### TEXT ###

Why are women so vulnerable during pregnancy?  The usual explanation (but not the only one) is that weakening the immune response is necessary for a successful pregnancy.  The body’s defences attack anything they regard as ‘foreign’ … and babies fall into this category.  So modifying the way the immune system regards a baby is a jolly good idea.  That does leave Mums more prone to infections, however, of which ‘flu is the perfect example.

For more info Google: Flu vaccination: leaflet for pregnant women - GOV.UK

In the bad old days we used to see examples of what happens when the immune system goes wrong.  Rhesus negative Mums would often have one healthy baby and then a succession of ‘unsuccessful pregnancies.’  These were what we GPs called ‘Rhesus babies’ – although you, being more erudite, would probably call the condition from which they suffered “erythroblastosis fetalis.”  The reason was that, if the baby was Rhesus positive, small amounts of its blood would often get into the maternal circulation during the trauma of birth.  The Mum’s immune system would recognise these as ‘foreign’ and would produce an antibody which mopped up the ‘invader’ cells.  That was all very well … but during the next pregnancy, that same antibody would pass through the placenta and into the child’s circulation … so, if the child was rhesus positive (which s/he normally was, the ratio of + ve to – ve being around 85% to 15%) the antibody would attack and destroy the baby’s red cells.  These days this is effectively a thing of the past in first world counties … Rh -ve Mums who have Rh +ve babies are offered an injection of anti-D immunoglobulin within 72 hours of giving birth.  The anti-D mops up the baby’s red cells before the Mum’s immune system gets into gear … so during the next pregnancy, there are no antibodies in her bloodstream to damage her baby’s blood.

### DATA EXTRACTS ###

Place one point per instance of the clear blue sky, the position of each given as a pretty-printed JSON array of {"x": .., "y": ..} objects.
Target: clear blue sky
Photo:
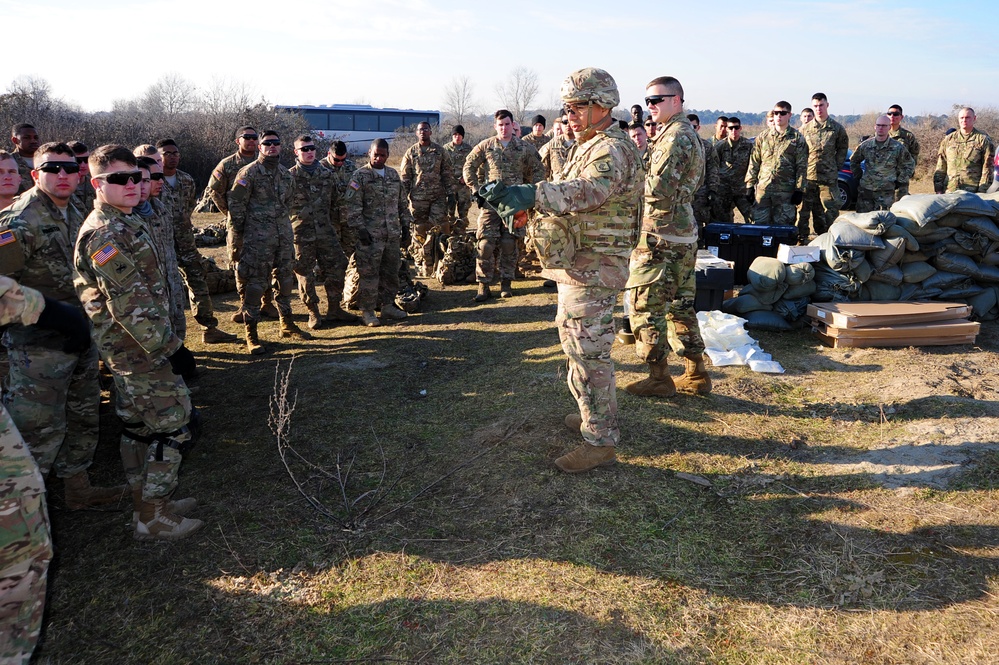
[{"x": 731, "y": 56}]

###
### DATA EXTRACTS ###

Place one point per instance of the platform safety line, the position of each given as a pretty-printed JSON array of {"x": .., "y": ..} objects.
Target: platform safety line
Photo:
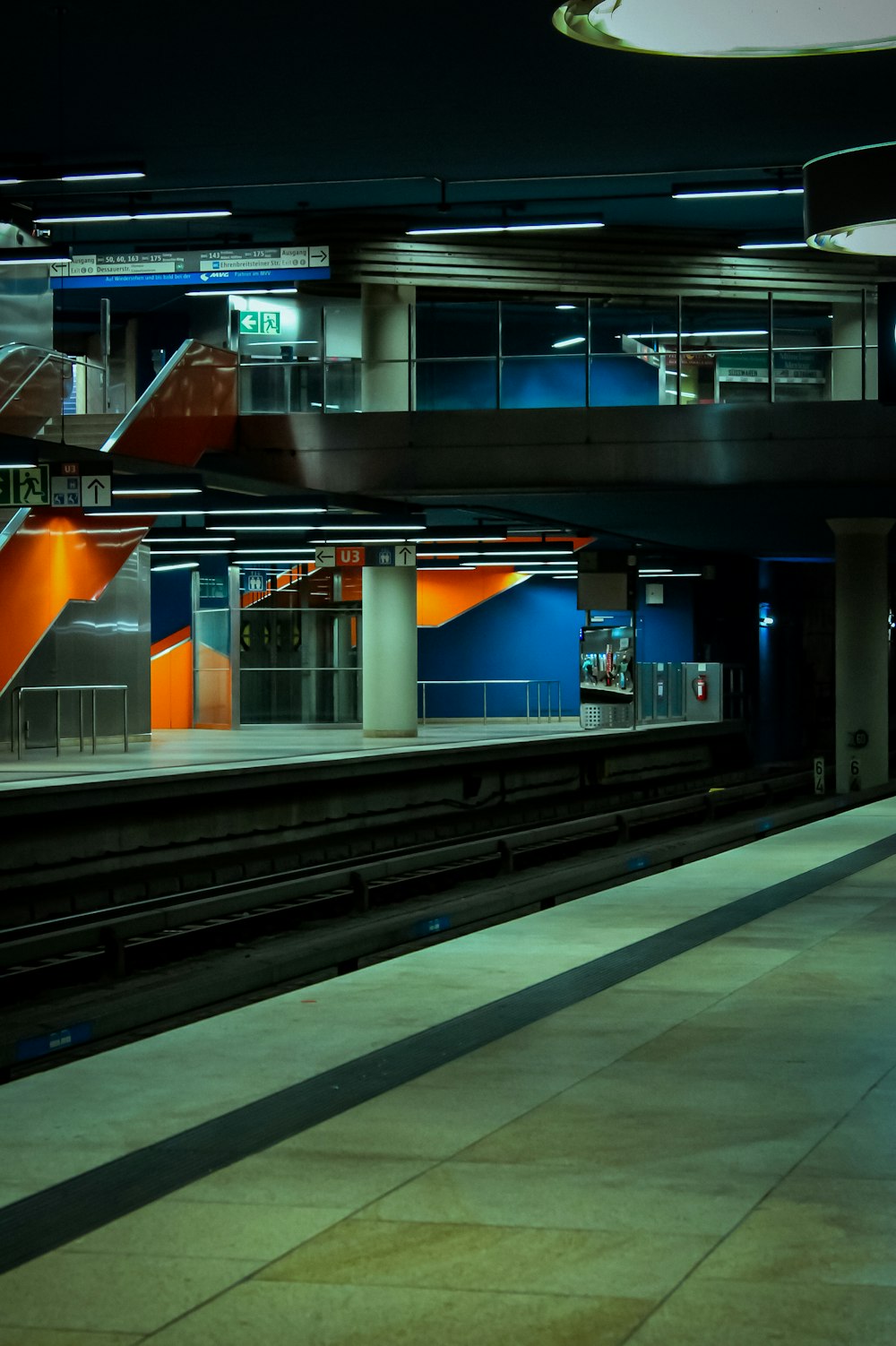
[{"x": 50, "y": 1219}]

###
### DATA EXTRACTS ###

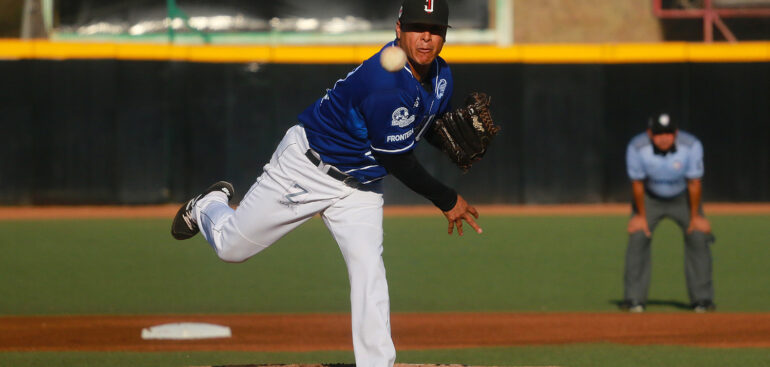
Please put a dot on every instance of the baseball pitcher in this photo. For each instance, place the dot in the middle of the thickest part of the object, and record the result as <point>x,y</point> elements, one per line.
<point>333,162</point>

###

ACTIVITY LIST –
1 - Return the passage of the text on pregnancy and immunity from "Why are women" to "the perfect example.", copied word for word.
2 - According to the text on pregnancy and immunity, why does giving a Rhesus negative mother anti-D immunoglobulin after she gives birth protect her next baby? Answer in one to three sentences.

RESPONSES TO THE TASKS –
1 -
Why are women so vulnerable during pregnancy?  The usual explanation (but not the only one) is that weakening the immune response is necessary for a successful pregnancy.  The body’s defences attack anything they regard as ‘foreign’ … and babies fall into this category.  So modifying the way the immune system regards a baby is a jolly good idea.  That does leave Mums more prone to infections, however, of which ‘flu is the perfect example.

2 - The anti-D clears the baby's red cells from the mother's bloodstream before her immune system gets into gear. Her body therefore never makes its own antibodies against them. As a result, during the next pregnancy there are no antibodies in her bloodstream to damage the baby's blood.